**INSTRUCTION**.
All of the lines below are to be printed again exactly; images are excluded from the output.

**Named object pointing entries**.
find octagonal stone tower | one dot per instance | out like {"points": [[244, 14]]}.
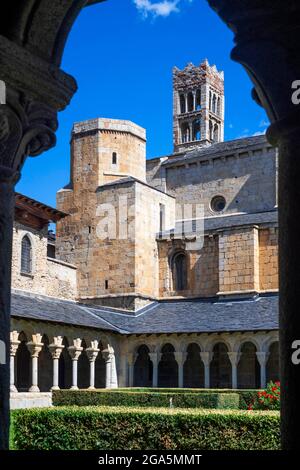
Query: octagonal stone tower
{"points": [[198, 106]]}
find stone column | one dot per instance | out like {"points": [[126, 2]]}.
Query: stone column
{"points": [[234, 358], [75, 352], [180, 359], [131, 358], [14, 344], [107, 355], [194, 101], [206, 359], [92, 353], [155, 358], [262, 358], [35, 347], [56, 348], [186, 102]]}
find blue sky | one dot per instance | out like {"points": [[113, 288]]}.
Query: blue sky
{"points": [[121, 53]]}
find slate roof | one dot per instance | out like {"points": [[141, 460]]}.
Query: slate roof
{"points": [[219, 148], [172, 316]]}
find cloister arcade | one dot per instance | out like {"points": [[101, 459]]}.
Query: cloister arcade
{"points": [[77, 358], [237, 361]]}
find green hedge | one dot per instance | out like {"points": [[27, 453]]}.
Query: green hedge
{"points": [[88, 428], [146, 399]]}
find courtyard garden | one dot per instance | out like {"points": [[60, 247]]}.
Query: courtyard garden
{"points": [[152, 419]]}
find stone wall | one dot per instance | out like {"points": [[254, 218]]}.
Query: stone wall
{"points": [[268, 258], [239, 260], [48, 276], [203, 268], [247, 181]]}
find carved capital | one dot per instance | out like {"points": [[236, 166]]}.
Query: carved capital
{"points": [[56, 347], [27, 128], [267, 40]]}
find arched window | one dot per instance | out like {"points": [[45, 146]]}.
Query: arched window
{"points": [[179, 271], [214, 104], [185, 133], [196, 130], [190, 102], [211, 131], [219, 107], [26, 255], [182, 104], [198, 99], [216, 133]]}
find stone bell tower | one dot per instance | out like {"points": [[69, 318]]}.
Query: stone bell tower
{"points": [[198, 106]]}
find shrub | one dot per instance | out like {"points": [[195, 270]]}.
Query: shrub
{"points": [[268, 399], [206, 399], [91, 428]]}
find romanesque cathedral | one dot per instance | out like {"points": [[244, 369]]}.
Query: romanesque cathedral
{"points": [[162, 272]]}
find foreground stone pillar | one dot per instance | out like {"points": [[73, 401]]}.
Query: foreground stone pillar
{"points": [[234, 358], [75, 352], [14, 344], [206, 358], [108, 368], [180, 359], [155, 358], [262, 358], [35, 347], [92, 354], [56, 348], [267, 38], [130, 361]]}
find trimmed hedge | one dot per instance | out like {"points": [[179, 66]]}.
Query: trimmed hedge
{"points": [[88, 428], [214, 400]]}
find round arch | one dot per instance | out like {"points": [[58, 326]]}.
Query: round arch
{"points": [[193, 368], [168, 367], [220, 367], [23, 365], [248, 368], [45, 367], [65, 367], [272, 368], [143, 368]]}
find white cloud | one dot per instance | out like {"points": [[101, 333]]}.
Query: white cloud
{"points": [[162, 8], [264, 123]]}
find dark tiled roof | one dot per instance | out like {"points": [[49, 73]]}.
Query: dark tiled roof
{"points": [[176, 316], [219, 148]]}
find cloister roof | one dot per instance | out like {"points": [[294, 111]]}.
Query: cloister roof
{"points": [[173, 316]]}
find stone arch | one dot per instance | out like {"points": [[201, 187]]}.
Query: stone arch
{"points": [[26, 255], [248, 368], [143, 368], [220, 367], [83, 367], [211, 131], [179, 270], [214, 104], [100, 368], [193, 368], [185, 132], [182, 104], [23, 365], [45, 366], [65, 366], [198, 99], [216, 133], [197, 129], [272, 368], [168, 367], [219, 106], [190, 102]]}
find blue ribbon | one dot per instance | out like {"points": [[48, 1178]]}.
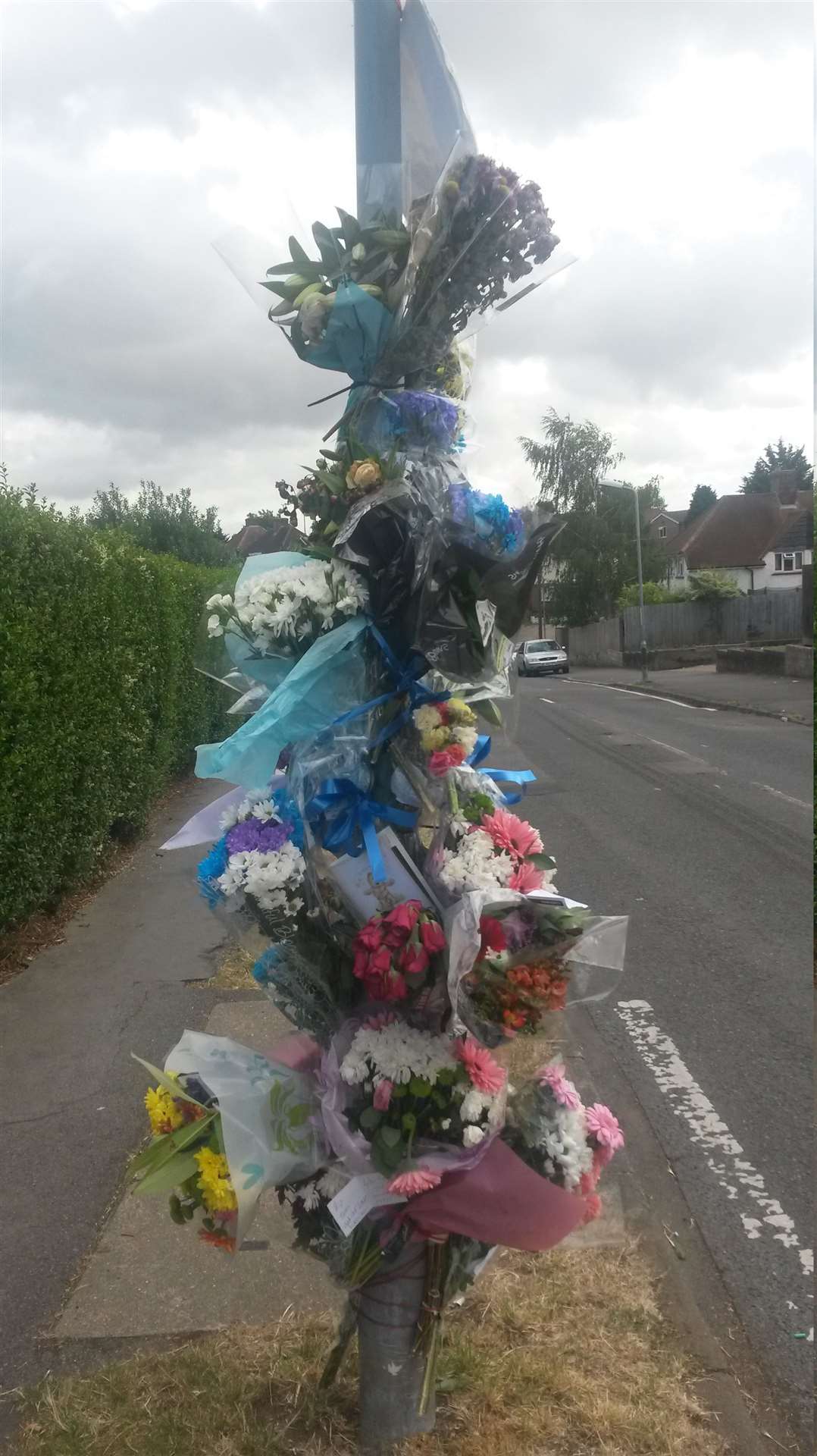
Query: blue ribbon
{"points": [[354, 811], [407, 683], [478, 756]]}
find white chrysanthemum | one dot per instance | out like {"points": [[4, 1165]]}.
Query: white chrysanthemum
{"points": [[475, 865]]}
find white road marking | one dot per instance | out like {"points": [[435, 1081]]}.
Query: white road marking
{"points": [[656, 698], [761, 1216], [781, 795]]}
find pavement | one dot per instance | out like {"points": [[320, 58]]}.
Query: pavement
{"points": [[787, 698], [696, 821]]}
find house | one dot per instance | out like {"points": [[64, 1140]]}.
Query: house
{"points": [[663, 526], [761, 541]]}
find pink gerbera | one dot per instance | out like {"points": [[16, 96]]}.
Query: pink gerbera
{"points": [[524, 878], [605, 1128], [516, 836], [485, 1074], [407, 1185], [562, 1090]]}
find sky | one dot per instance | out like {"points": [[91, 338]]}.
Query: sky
{"points": [[145, 139]]}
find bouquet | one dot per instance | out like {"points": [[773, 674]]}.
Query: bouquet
{"points": [[488, 848], [412, 1088], [284, 610], [520, 970], [258, 862], [186, 1155], [565, 1142], [447, 734]]}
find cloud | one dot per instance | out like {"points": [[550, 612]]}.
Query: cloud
{"points": [[670, 143]]}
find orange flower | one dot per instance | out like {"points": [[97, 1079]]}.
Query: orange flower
{"points": [[221, 1241]]}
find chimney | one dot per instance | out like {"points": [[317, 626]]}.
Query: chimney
{"points": [[784, 485]]}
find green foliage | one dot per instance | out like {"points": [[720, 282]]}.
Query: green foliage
{"points": [[594, 555], [712, 585], [99, 701], [778, 457], [167, 525], [654, 595], [701, 500]]}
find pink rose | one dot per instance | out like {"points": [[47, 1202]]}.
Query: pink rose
{"points": [[445, 759]]}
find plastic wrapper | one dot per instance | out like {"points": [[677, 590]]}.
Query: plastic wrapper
{"points": [[583, 957], [333, 677], [267, 1116]]}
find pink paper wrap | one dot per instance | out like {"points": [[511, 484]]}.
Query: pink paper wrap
{"points": [[500, 1201]]}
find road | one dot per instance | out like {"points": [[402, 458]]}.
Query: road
{"points": [[698, 824]]}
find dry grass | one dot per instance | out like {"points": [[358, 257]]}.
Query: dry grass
{"points": [[564, 1354], [235, 971]]}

**EXERCISE SOLUTION**.
find octagonal stone tower | one dot per instance | out like {"points": [[244, 14]]}.
Query: octagonal stone tower
{"points": [[198, 106]]}
find stone column | one dot per instance | out like {"points": [[126, 2]]}.
Query: stone column
{"points": [[234, 358], [75, 352], [180, 359], [131, 358], [14, 344], [107, 355], [194, 101], [206, 359], [92, 353], [155, 358], [262, 358], [35, 347], [56, 348], [186, 102]]}
find blue sky | one dot per instance | out like {"points": [[113, 288]]}.
Query: blue sky
{"points": [[121, 53]]}
find slate roof | one dot per instance | out like {"points": [[141, 460]]}.
Query: slate roof
{"points": [[219, 148], [172, 316]]}
find cloister arcade | one dot per instance | out like {"points": [[101, 459]]}.
Query: cloister arcade
{"points": [[77, 358], [237, 361]]}
find green hedge | one dot per instance | out like {"points": [[27, 453]]}.
Query: green hedge
{"points": [[88, 428], [146, 399]]}
find courtyard garden | one dot per instance | out like {"points": [[60, 247]]}.
Query: courtyard garden
{"points": [[152, 419]]}
find stone wall | one dot per instance | out like {"points": [[254, 218]]}.
Query: stone wall
{"points": [[268, 258], [239, 260], [48, 276], [203, 268], [247, 181]]}
find carved capital | one dot per instance | out like {"points": [[236, 166]]}.
Query: carved capital
{"points": [[56, 347], [27, 128], [267, 40]]}
find arched window | one dot per instance | out like {"points": [[45, 146]]}.
Query: arched window
{"points": [[179, 271], [214, 104], [185, 133], [196, 130], [190, 102], [211, 131], [219, 107], [26, 255], [182, 104], [198, 99], [216, 133]]}
find stone bell tower | one dot per instance | out like {"points": [[69, 318]]}.
Query: stone bell tower
{"points": [[198, 106]]}
find shrub | one dot per instance | out like {"points": [[195, 270]]}.
Query: shrub
{"points": [[268, 399], [206, 399], [91, 428]]}
find romanesque cathedral | one dot per instance | out like {"points": [[244, 369]]}.
Query: romanesque cathedral
{"points": [[162, 272]]}
find foreground stone pillar | one dot per instance | out like {"points": [[73, 401]]}.
Query: foreground stone pillar
{"points": [[234, 358], [75, 352], [14, 344], [206, 358], [108, 368], [180, 359], [155, 358], [262, 358], [35, 347], [92, 354], [56, 348], [267, 38], [130, 361]]}
find trimmed hedge | one dot per instance | out like {"points": [[179, 66]]}.
Query: trimmed hedge
{"points": [[88, 428], [214, 400]]}
find round arch | one dot per instance | out like {"points": [[58, 326]]}.
Query: round arch
{"points": [[193, 368], [168, 367], [220, 367], [23, 365], [248, 368], [45, 367], [65, 367], [272, 368], [143, 368]]}
find white cloud | one dot per instance | out like {"points": [[101, 333]]}.
Query: white cloud
{"points": [[162, 8], [264, 123]]}
find dark tiled roof | one dot per instance | out like {"points": [[49, 73]]}.
Query: dark tiled roof
{"points": [[176, 316], [219, 148]]}
find cloister roof | one dot per instance | out like {"points": [[294, 111]]}.
Query: cloister roof
{"points": [[173, 316]]}
find stone arch | one dot per instance | out like {"points": [[201, 187]]}.
Query: stone arch
{"points": [[26, 255], [248, 368], [143, 368], [220, 367], [83, 367], [211, 131], [179, 270], [214, 104], [100, 368], [193, 368], [185, 132], [182, 104], [23, 365], [45, 366], [65, 366], [198, 99], [216, 133], [197, 129], [272, 368], [168, 367], [219, 106], [190, 102]]}
find blue ribbon | one dot per instance | out like {"points": [[48, 1178]]}.
Query: blue ribbon
{"points": [[354, 811], [407, 683], [478, 756]]}
find white chrysanthemum | one dot per instance | out like {"points": [[4, 1165]]}.
Query: white chrysanthemum
{"points": [[475, 865]]}
find white road marking | one dot per instance | out like {"points": [[435, 1081]]}.
Query: white road marking
{"points": [[656, 698], [761, 1216], [781, 795]]}
find pavement | one dot per instance | out like {"points": [[320, 58]]}.
Query: pavement
{"points": [[787, 698], [696, 821]]}
find house | one dot per instance | out like {"points": [[64, 1140]]}.
Query: house
{"points": [[663, 526], [761, 541]]}
find pink gerbera | one dot per instance | out like {"points": [[16, 96]]}.
Query: pink gerbera
{"points": [[524, 878], [605, 1128], [516, 836], [485, 1074], [407, 1185], [562, 1090]]}
find sky | one dot per instance | out like {"points": [[91, 338]]}.
Query: sky
{"points": [[145, 139]]}
find bouquet | one dot per instance | out like {"points": [[773, 674]]}.
Query: bouquet
{"points": [[488, 848], [412, 1088], [284, 610], [520, 970], [258, 862], [186, 1155], [565, 1142], [447, 734]]}
find cloud | one dot per instance | out like {"points": [[550, 612]]}.
Query: cloud
{"points": [[670, 143]]}
find orange flower | one dot per instance | out like {"points": [[97, 1079]]}.
Query: orange flower
{"points": [[221, 1241]]}
find chimney | one dot per instance | out like {"points": [[317, 626]]}.
Query: chimney
{"points": [[784, 485]]}
find green foliage | one dot per instance | out like {"points": [[720, 282]]}.
Query: green foliage
{"points": [[594, 555], [712, 585], [99, 701], [778, 457], [167, 525], [654, 595], [701, 500]]}
find pink rose | one dot per instance | out like {"points": [[47, 1202]]}.
Query: pink rose
{"points": [[445, 759]]}
find plastic wrapper | one dot per instance | out like {"points": [[677, 590]]}.
Query: plastic wrapper
{"points": [[583, 957], [333, 677], [267, 1116]]}
find pink paper wrap | one dot per instance | out like {"points": [[511, 484]]}.
Query: pink paper wrap
{"points": [[500, 1201]]}
find road | one dot per instance | out like {"points": [[402, 458]]}.
Query: road
{"points": [[698, 824]]}
find dry grass | one dot per instance | out like {"points": [[358, 257]]}.
Query: dry grass
{"points": [[564, 1354], [235, 971]]}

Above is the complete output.